**What this task involves**
Show every line of the data that contains the string "clicks", treating uppercase and lowercase letters as different.

**Extracted entries**
|---|

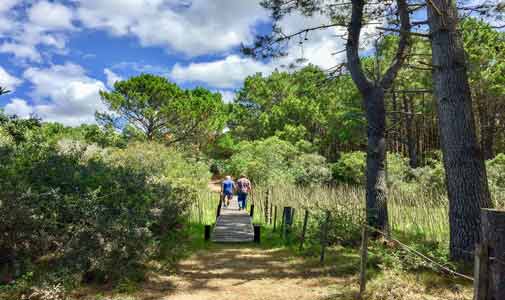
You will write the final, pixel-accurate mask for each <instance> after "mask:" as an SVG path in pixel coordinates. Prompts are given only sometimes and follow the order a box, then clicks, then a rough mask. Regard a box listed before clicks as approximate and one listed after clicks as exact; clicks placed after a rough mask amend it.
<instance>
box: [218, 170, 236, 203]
mask: <svg viewBox="0 0 505 300" xmlns="http://www.w3.org/2000/svg"><path fill="white" fill-rule="evenodd" d="M234 190H235V182H233V180H232V179H231V176H226V177H225V180H224V181H223V183H222V184H221V195H222V197H223V205H224V207H227V206H229V205H230V201H231V199H232V198H233V191H234Z"/></svg>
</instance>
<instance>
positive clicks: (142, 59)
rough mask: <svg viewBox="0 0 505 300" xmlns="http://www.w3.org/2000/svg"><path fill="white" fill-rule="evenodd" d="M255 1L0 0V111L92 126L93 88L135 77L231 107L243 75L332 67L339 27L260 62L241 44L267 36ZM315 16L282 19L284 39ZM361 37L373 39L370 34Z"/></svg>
mask: <svg viewBox="0 0 505 300" xmlns="http://www.w3.org/2000/svg"><path fill="white" fill-rule="evenodd" d="M259 2H260V1H259V0H0V86H4V87H7V88H9V89H10V90H12V93H10V94H8V95H4V96H2V97H0V109H1V108H3V109H4V111H5V112H6V113H8V114H17V115H18V116H21V117H27V116H29V115H30V114H35V115H37V116H39V117H41V118H42V119H44V120H46V121H57V122H61V123H64V124H66V125H71V126H75V125H79V124H82V123H93V122H94V113H95V111H97V110H98V111H100V110H104V106H103V104H102V103H101V101H100V98H99V95H98V93H99V91H100V90H110V89H111V87H112V84H113V83H114V82H115V81H117V80H121V79H125V78H128V77H130V76H134V75H138V74H140V73H142V72H144V73H154V74H159V75H162V76H166V77H167V78H169V79H170V80H172V81H174V82H177V83H178V84H180V85H181V86H182V87H184V88H192V87H194V86H196V85H199V86H204V87H207V88H209V89H211V90H213V91H216V92H220V93H222V94H223V98H224V99H225V100H226V101H231V100H232V99H233V97H234V92H235V91H236V90H237V89H239V88H240V87H241V85H242V82H243V80H244V78H245V77H247V76H248V75H252V74H254V73H257V72H262V73H264V74H268V73H270V72H272V71H273V70H275V69H276V68H281V66H282V65H287V64H289V63H290V62H292V61H294V60H295V59H297V58H300V57H301V56H303V57H304V58H306V59H307V60H308V62H310V63H313V64H316V65H318V66H320V67H322V68H330V67H332V66H334V65H335V64H337V63H338V62H341V61H342V59H343V57H342V55H343V54H341V53H340V54H336V55H335V53H336V52H339V50H341V49H342V48H343V41H342V40H339V39H336V38H335V34H337V33H342V32H341V30H344V29H342V28H335V29H332V30H327V31H324V32H314V33H312V34H311V35H310V36H309V41H307V42H305V43H304V45H303V51H302V49H301V48H300V47H299V46H298V42H296V41H294V42H293V44H292V45H290V46H289V47H290V49H289V50H290V51H289V53H290V54H289V55H288V56H287V57H284V58H282V59H279V60H275V61H269V62H260V61H254V60H252V59H250V58H246V57H243V56H242V55H241V54H240V51H239V48H240V44H241V43H245V44H247V43H250V42H251V41H253V39H254V35H255V34H256V33H258V32H264V31H265V30H267V28H269V24H270V19H269V14H268V12H266V11H264V10H263V9H262V8H261V7H260V5H259ZM328 22H329V20H328V19H326V18H325V17H322V16H315V17H312V18H310V19H308V18H305V17H302V16H299V15H291V16H289V17H287V18H285V19H283V21H282V24H281V25H282V27H283V29H284V31H285V32H286V33H290V32H295V31H298V30H300V29H302V28H305V27H307V26H316V25H321V24H328ZM365 32H374V29H373V28H367V29H365Z"/></svg>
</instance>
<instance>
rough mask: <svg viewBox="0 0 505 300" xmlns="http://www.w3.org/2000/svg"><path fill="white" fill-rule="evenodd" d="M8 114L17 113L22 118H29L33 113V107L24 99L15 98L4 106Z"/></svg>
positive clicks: (11, 114) (12, 114) (12, 99)
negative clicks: (28, 117) (31, 106)
mask: <svg viewBox="0 0 505 300" xmlns="http://www.w3.org/2000/svg"><path fill="white" fill-rule="evenodd" d="M4 111H5V113H6V114H7V115H10V116H13V115H16V116H18V117H20V118H28V117H30V116H31V114H32V113H33V108H32V107H31V106H30V105H29V104H28V103H27V102H26V101H25V100H23V99H19V98H14V99H12V100H11V102H10V103H9V104H7V105H6V106H5V107H4Z"/></svg>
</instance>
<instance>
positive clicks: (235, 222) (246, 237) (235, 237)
mask: <svg viewBox="0 0 505 300" xmlns="http://www.w3.org/2000/svg"><path fill="white" fill-rule="evenodd" d="M253 240H254V228H253V225H252V220H251V217H250V216H249V213H248V212H247V211H245V210H241V211H240V210H238V202H237V197H233V200H232V201H231V202H230V206H229V207H227V208H224V207H223V208H221V214H220V216H219V218H217V221H216V226H215V227H214V232H213V233H212V241H213V242H216V243H249V242H252V241H253Z"/></svg>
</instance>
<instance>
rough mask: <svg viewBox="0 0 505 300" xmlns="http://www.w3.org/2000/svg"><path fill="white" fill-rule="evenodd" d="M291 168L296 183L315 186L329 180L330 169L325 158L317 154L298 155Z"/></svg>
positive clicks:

|---|

**Result for this task**
You will write the final, pixel-accurate mask for each <instance> after "mask:" as an SVG path in pixel coordinates. Prompts are given only sometimes and follow the order a box, then clicks, then a rough mask. Regard a box listed before clicks as approximate and one listed after clicks as exact; clicks placed after a rough mask amend it.
positive clicks: (142, 59)
positive clicks: (11, 114) (12, 114) (12, 99)
negative clicks: (28, 117) (31, 106)
positive clicks: (235, 222) (246, 237) (235, 237)
positive clicks:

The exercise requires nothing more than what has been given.